→ **TAREFA PROPOSTA A**: Reúna, das linhas apresentadas abaixo, todas as que contêm a palavra "blue".

→ **EXCERTO DO TEXTO**:
----------------

Um carro despista-se na estrada, capota cinco vezes e termina reduzido às dimensões de uma bolsa da Hermès. Inesperadamente, o ocupante sai da bolsa, pelo próprio pé e intacto. A brigada de trânsito, que chegara entretanto, desatou a aplaudir. Depois, passou a inquirir o homem acerca dos méritos da sua condução: “Fantástico! O senhor automobilista estraçalhou o veículo com elevada precisão e saiu ileso. Que proeza admirável! Relate-nos, por favor e em detalhe, qual o método que utilizou no desenvolvimento de tão magnífico desastre”.
Lembrei-me desta história, que inventei agora, ao contemplar as análises babadas ao êxito da campanha do PS e à sua influência nos resultados do último Domingo. A campanha consistiu em: 1) o dr. Costa ser arrasado em debates, incluindo pelo infeliz dr. Rio; 2) o dr. Costa variar de opinião sobre objectivos e alianças três ocasiões por dia, ao sabor de sondagens esquizofrénicas; 3) o dr. Costa atribuir aos adversários propostas e propósitos falsos para depois criticá-los sem grande convicção. Em suma, a campanha foi um desastre, do qual o dr. Costa escapou com maioria absoluta. O dr. Costa não ganhou as “legislativas” graças à campanha, mas apesar dela. E o mesmo se aplica à governação.
Do nepotismo à inépcia, da corrupção à prepotência, nenhuma das conhecidas virtudes do PS parece incomodar o bom povo, ou uma parte suficiente do povo capaz de decidir eleições. Eis o ponto: entre aposentados, funcionários públicos e, reza a estatística, sujeitos com défice de literacia, o PS arregimentou a quantidade de gente suficiente para lhe garantir sucessivas vitórias nas urnas. Uns, habituados à penúria, agradecem os 10 euros que lhes adicionam directamente à reforma, e as lágrimas de felicidade não os deixam ver os 30 removidos por vias indirectas. Outros existem em rigorosa dependência da máquina socialista que tomou conta do Estado, pelo que não estão para arriscar perturbações. E os terceiros não carecem de justificação para engolir a demagogia que se tornou língua franca. A todos há que somar os respectivos familiares, que partilham a abundância.
Pobretes, mas alegretes: se o prof. Salazar se tivesse exposto ao voto popular, sairia provavelmente vencedor à conta desta exacta mistura de resistência à mudança e culto do atraso de vida. Toda a gente sabe que um quarto de século de governos PS nos empurrou para os fundilhos da Europa. Ninguém, ou quase ninguém, quer saber. Ninguém, ou quase ninguém, ambiciona os altos salários da Irlanda ou os baixos impostos da Estónia. Ninguém, ou quase ninguém, inveja a dinâmica empresarial dos EUA ou o escrutínio político da Dinamarca. Isso é muito bonito, mas não compensa o sossego em que repousa o nosso querido país – um digno esforço de legitimação de quem julga que a riqueza e a autonomia dos cidadãos implicam insurreições diárias, cadáveres a apodrecer nas ruas e, pior, cafezinho, vinhinho e bacalhauzinho bastante inferiores aos daqui. Mais a TAP, o SNS e a RTP, de longe os melhores do mundo.

----------------

→ **EXCERTO DOS DADOS**:
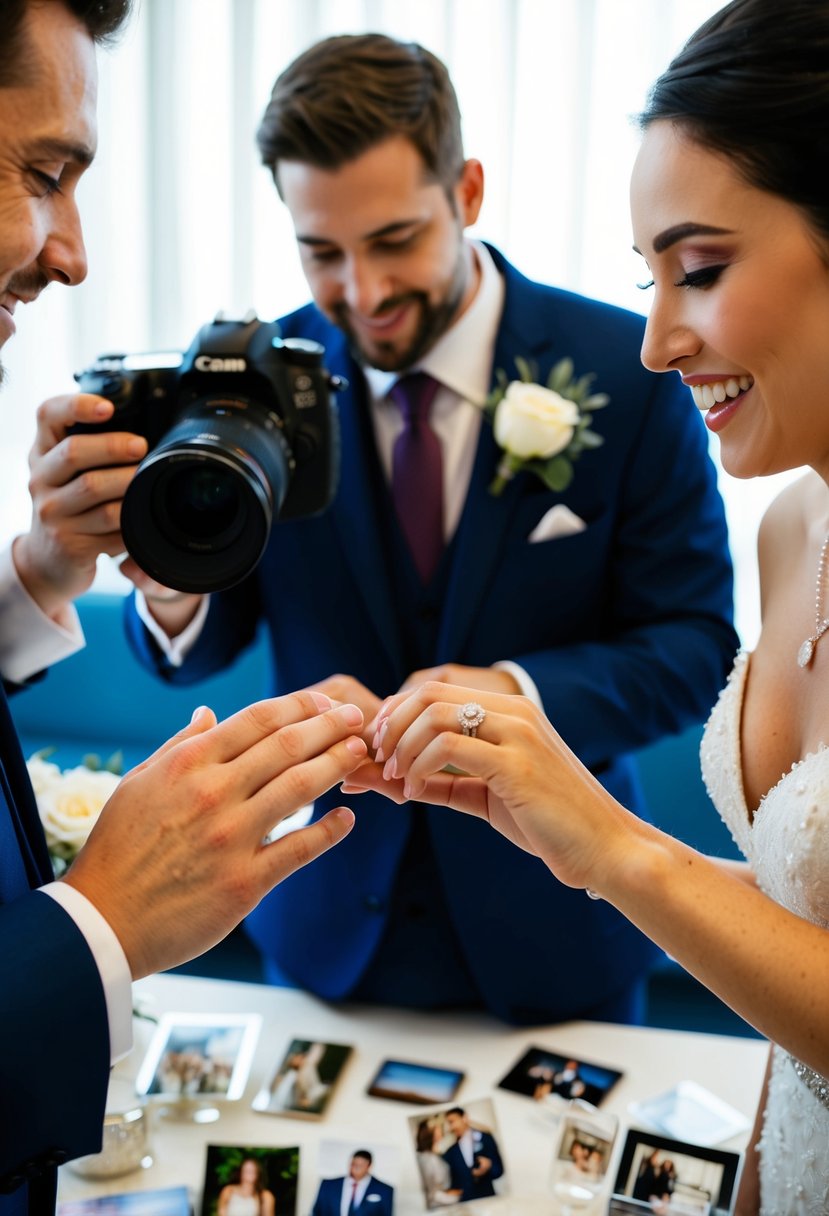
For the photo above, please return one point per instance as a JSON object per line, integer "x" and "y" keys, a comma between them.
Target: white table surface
{"x": 652, "y": 1062}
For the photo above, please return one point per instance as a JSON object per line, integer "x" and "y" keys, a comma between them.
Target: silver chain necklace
{"x": 821, "y": 623}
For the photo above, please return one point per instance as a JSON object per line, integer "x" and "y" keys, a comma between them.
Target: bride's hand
{"x": 517, "y": 773}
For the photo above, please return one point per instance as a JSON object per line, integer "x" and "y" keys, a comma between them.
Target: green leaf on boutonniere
{"x": 542, "y": 428}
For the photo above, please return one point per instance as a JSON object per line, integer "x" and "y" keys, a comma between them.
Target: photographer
{"x": 609, "y": 604}
{"x": 176, "y": 857}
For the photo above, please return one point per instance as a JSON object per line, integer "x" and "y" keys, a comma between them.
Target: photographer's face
{"x": 382, "y": 247}
{"x": 48, "y": 135}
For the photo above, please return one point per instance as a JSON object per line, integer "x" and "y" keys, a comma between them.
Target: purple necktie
{"x": 417, "y": 474}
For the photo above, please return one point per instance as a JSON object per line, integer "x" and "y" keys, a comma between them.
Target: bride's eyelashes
{"x": 703, "y": 277}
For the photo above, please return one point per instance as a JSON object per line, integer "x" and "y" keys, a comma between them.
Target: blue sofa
{"x": 101, "y": 701}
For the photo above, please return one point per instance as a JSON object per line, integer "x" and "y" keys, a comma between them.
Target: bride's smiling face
{"x": 740, "y": 307}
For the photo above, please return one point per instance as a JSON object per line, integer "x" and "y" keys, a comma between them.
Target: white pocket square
{"x": 559, "y": 521}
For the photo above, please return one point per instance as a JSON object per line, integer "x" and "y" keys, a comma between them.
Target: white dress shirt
{"x": 350, "y": 1189}
{"x": 30, "y": 641}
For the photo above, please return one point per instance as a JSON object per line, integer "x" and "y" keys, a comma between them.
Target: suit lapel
{"x": 484, "y": 525}
{"x": 27, "y": 865}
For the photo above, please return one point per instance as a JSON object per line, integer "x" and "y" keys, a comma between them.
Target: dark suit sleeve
{"x": 54, "y": 1030}
{"x": 387, "y": 1198}
{"x": 663, "y": 636}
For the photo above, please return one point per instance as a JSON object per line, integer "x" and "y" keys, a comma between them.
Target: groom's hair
{"x": 102, "y": 20}
{"x": 347, "y": 94}
{"x": 753, "y": 84}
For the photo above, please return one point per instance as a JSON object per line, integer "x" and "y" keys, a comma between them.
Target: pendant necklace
{"x": 821, "y": 623}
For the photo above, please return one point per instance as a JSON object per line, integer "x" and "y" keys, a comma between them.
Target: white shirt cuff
{"x": 29, "y": 640}
{"x": 110, "y": 960}
{"x": 175, "y": 649}
{"x": 528, "y": 686}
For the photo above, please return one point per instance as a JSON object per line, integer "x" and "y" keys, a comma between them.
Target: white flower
{"x": 71, "y": 805}
{"x": 533, "y": 421}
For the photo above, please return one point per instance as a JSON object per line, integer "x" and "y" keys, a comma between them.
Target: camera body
{"x": 242, "y": 429}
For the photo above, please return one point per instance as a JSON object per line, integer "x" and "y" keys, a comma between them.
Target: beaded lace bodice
{"x": 788, "y": 846}
{"x": 788, "y": 842}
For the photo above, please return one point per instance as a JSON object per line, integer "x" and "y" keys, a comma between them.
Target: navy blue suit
{"x": 624, "y": 628}
{"x": 378, "y": 1199}
{"x": 54, "y": 1030}
{"x": 461, "y": 1176}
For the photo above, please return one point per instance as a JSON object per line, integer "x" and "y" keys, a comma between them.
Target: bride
{"x": 731, "y": 213}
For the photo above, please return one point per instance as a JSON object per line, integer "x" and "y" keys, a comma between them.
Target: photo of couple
{"x": 667, "y": 1176}
{"x": 457, "y": 1154}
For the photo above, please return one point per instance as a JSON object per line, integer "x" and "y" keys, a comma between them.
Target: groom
{"x": 608, "y": 603}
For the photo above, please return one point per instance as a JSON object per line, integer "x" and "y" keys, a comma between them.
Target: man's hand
{"x": 345, "y": 688}
{"x": 77, "y": 484}
{"x": 176, "y": 859}
{"x": 484, "y": 679}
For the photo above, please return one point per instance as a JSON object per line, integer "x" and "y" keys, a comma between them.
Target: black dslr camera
{"x": 242, "y": 429}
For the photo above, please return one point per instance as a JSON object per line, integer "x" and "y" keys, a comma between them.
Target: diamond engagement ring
{"x": 471, "y": 716}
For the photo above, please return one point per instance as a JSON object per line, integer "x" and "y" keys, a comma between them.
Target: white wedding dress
{"x": 788, "y": 848}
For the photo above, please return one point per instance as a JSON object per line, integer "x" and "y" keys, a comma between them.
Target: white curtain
{"x": 181, "y": 219}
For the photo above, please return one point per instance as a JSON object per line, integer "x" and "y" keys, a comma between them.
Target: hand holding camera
{"x": 241, "y": 431}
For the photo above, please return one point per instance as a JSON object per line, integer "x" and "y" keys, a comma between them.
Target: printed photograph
{"x": 304, "y": 1080}
{"x": 242, "y": 1180}
{"x": 582, "y": 1155}
{"x": 458, "y": 1155}
{"x": 419, "y": 1084}
{"x": 162, "y": 1202}
{"x": 674, "y": 1177}
{"x": 356, "y": 1177}
{"x": 541, "y": 1073}
{"x": 195, "y": 1054}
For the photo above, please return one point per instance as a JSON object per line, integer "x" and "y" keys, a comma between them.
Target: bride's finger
{"x": 401, "y": 710}
{"x": 435, "y": 741}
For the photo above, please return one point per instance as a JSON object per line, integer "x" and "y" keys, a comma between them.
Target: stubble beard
{"x": 434, "y": 321}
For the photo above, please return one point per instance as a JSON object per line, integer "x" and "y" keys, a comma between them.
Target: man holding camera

----------------

→ **TAREFA PROPOSTA B**: Imprima, sem qualquer alteração, o trecho do texto sobre a campanha do PS que vai de "Lembrei-me desta história, que" até "aplica à governação.".

→ **RESPOSTA REDIGIDA A**:
Target: blue sofa
Target: navy blue suit

→ **RESPOSTA REDIGIDA B**:
Lembrei-me desta história, que inventei agora, ao contemplar as análises babadas ao êxito da campanha do PS e à sua influência nos resultados do último Domingo. A campanha consistiu em: 1) o dr. Costa ser arrasado em debates, incluindo pelo infeliz dr. Rio; 2) o dr. Costa variar de opinião sobre objectivos e alianças três ocasiões por dia, ao sabor de sondagens esquizofrénicas; 3) o dr. Costa atribuir aos adversários propostas e propósitos falsos para depois criticá-los sem grande convicção. Em suma, a campanha foi um desastre, do qual o dr. Costa escapou com maioria absoluta. O dr. Costa não ganhou as “legislativas” graças à campanha, mas apesar dela. E o mesmo se aplica à governação.